**Goal:**
Rewrite the records from the line containing "TARGET = player's right arm" through the line containing "(451, 1084)", swapping "blurred crowd" for "hazy crowd" and leaving everything else unchanged.

**Provided records:**
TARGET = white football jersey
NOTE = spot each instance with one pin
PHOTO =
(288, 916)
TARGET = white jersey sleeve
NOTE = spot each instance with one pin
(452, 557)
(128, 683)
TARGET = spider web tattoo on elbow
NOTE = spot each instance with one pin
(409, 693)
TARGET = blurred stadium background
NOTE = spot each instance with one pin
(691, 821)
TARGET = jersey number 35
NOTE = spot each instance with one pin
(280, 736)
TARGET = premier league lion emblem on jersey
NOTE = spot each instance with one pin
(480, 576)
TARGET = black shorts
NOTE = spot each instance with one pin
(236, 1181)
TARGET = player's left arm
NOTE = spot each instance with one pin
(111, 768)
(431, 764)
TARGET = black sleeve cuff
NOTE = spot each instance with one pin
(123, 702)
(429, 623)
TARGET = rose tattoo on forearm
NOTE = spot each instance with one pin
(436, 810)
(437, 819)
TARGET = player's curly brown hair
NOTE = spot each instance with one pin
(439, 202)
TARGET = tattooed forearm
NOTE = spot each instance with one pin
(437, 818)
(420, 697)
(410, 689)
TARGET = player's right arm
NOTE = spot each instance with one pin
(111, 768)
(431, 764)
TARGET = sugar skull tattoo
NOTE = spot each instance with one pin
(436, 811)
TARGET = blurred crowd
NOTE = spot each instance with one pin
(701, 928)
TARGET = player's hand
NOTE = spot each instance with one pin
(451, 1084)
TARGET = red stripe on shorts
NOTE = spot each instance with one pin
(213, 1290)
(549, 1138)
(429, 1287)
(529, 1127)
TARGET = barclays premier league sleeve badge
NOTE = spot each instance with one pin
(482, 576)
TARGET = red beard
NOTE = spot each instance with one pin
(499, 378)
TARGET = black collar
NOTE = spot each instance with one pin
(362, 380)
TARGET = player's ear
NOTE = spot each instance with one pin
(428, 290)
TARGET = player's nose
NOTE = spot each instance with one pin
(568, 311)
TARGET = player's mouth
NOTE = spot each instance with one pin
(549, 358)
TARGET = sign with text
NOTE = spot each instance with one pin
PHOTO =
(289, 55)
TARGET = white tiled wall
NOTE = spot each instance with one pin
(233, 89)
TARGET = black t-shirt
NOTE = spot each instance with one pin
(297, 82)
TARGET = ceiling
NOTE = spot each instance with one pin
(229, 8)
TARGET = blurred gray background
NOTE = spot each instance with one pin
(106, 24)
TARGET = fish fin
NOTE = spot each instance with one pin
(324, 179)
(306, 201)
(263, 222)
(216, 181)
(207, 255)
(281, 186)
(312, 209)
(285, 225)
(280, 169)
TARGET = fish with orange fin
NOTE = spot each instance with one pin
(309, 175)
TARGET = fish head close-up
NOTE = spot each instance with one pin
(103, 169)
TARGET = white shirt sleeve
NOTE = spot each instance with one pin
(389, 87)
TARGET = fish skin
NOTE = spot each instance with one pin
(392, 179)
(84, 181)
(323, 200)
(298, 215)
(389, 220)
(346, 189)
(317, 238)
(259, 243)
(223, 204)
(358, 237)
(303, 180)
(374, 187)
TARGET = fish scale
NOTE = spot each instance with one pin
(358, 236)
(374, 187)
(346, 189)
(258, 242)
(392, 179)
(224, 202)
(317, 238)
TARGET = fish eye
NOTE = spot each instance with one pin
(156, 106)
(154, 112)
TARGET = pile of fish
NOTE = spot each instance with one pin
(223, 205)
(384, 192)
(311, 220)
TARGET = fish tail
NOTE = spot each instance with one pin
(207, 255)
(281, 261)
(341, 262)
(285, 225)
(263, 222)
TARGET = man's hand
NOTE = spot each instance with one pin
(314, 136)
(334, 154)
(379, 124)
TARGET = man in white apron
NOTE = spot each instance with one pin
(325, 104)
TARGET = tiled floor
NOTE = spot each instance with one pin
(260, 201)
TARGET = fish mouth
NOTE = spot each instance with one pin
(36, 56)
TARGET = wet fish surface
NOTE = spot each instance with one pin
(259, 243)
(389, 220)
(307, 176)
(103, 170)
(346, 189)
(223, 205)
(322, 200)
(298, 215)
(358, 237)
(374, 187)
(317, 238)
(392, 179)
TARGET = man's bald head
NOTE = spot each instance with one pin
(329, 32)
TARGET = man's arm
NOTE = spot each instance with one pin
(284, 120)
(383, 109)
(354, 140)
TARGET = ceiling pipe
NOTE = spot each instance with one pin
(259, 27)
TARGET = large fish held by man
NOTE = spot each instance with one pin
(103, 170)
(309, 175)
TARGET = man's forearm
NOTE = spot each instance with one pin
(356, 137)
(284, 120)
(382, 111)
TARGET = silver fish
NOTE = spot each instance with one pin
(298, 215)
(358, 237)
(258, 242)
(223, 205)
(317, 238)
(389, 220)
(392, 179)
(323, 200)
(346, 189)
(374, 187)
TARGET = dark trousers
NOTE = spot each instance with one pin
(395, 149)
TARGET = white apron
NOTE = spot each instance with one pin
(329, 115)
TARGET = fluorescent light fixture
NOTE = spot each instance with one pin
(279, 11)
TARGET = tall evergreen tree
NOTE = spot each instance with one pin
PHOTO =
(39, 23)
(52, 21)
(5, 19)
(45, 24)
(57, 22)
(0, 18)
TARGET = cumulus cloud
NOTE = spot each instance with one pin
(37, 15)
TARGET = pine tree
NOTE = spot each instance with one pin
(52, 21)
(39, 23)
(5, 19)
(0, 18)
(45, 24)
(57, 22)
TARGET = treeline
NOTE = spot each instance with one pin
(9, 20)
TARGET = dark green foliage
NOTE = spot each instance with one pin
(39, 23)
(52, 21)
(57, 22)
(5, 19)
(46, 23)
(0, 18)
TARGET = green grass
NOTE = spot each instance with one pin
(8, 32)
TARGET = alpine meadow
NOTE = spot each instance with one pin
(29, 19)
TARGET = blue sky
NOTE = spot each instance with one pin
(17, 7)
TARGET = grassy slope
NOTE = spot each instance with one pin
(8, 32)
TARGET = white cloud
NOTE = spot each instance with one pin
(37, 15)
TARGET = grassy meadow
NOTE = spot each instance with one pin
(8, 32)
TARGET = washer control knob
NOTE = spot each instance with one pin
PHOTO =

==

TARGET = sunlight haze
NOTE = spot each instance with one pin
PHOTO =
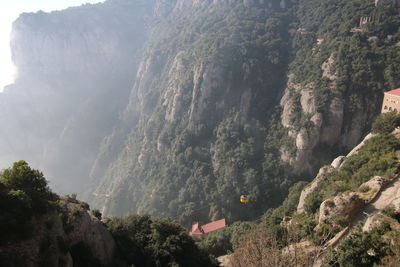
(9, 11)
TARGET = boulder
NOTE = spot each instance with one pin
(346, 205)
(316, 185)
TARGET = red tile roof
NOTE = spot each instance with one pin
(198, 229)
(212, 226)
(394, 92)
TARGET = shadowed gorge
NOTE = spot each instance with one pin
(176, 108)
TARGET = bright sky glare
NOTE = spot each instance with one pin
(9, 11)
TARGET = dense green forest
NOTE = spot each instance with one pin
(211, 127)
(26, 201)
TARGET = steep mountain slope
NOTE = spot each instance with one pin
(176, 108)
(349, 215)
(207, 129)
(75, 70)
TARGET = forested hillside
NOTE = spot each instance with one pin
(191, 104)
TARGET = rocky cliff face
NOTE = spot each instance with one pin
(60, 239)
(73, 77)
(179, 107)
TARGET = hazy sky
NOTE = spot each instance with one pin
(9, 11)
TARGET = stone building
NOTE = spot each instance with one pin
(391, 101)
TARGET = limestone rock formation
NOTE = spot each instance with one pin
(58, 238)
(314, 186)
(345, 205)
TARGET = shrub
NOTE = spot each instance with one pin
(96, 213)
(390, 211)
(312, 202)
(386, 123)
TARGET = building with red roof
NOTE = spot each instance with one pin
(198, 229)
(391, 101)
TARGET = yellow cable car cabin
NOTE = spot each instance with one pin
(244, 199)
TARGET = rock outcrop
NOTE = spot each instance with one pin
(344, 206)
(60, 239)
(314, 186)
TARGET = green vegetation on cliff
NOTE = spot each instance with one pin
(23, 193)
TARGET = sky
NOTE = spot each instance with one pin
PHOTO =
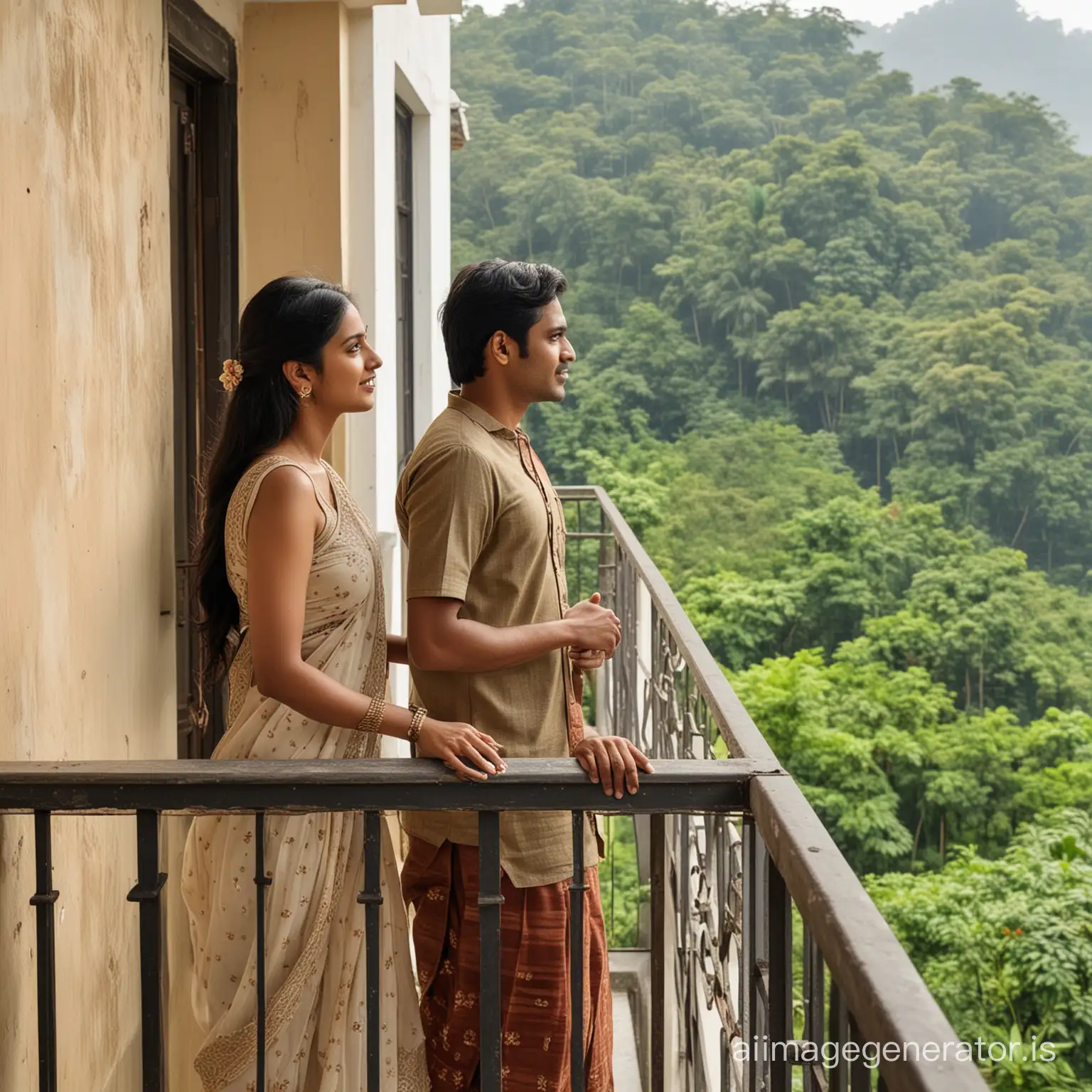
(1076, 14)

* * *

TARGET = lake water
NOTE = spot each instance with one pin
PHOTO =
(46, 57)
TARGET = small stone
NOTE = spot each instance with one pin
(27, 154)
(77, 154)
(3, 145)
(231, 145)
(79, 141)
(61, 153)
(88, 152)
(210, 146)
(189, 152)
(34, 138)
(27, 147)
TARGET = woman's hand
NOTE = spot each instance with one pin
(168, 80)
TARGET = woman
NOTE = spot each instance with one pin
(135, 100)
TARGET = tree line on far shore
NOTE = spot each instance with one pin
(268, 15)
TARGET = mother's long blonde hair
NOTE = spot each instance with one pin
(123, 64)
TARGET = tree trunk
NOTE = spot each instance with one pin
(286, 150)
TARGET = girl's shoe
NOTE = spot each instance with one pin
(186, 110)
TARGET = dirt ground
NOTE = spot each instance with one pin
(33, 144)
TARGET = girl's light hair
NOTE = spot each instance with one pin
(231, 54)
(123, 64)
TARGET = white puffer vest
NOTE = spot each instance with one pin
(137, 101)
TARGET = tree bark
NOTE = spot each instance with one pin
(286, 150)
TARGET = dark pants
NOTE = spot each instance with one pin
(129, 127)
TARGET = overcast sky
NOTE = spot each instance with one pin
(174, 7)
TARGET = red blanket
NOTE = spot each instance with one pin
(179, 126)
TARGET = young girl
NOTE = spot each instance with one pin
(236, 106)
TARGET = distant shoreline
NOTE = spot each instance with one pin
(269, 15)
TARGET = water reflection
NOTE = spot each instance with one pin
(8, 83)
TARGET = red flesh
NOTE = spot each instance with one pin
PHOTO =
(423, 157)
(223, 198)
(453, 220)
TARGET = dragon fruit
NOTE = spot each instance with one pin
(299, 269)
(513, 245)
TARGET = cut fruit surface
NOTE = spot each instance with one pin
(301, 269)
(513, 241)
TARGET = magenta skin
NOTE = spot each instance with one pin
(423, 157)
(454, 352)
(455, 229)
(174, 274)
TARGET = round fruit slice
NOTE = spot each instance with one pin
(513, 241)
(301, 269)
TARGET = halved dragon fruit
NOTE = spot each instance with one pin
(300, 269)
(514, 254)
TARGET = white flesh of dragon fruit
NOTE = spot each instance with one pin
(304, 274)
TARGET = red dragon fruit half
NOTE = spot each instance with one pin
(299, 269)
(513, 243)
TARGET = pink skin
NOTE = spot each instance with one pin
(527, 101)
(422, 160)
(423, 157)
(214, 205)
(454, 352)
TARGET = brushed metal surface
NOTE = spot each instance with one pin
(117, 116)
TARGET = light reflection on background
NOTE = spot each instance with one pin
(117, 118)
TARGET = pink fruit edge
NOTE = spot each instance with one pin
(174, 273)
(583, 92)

**Output below:**
TARGET = player's right arm
NOTE = spot each instance with one pin
(111, 768)
(431, 764)
TARGET = sugar skull tattoo
NOTE = spot each instance with one pin
(436, 811)
TARGET = hazy crowd
NOTE = spot each instance with one pin
(701, 928)
TARGET = player's hand
NOTE = spot each instance with one pin
(451, 1084)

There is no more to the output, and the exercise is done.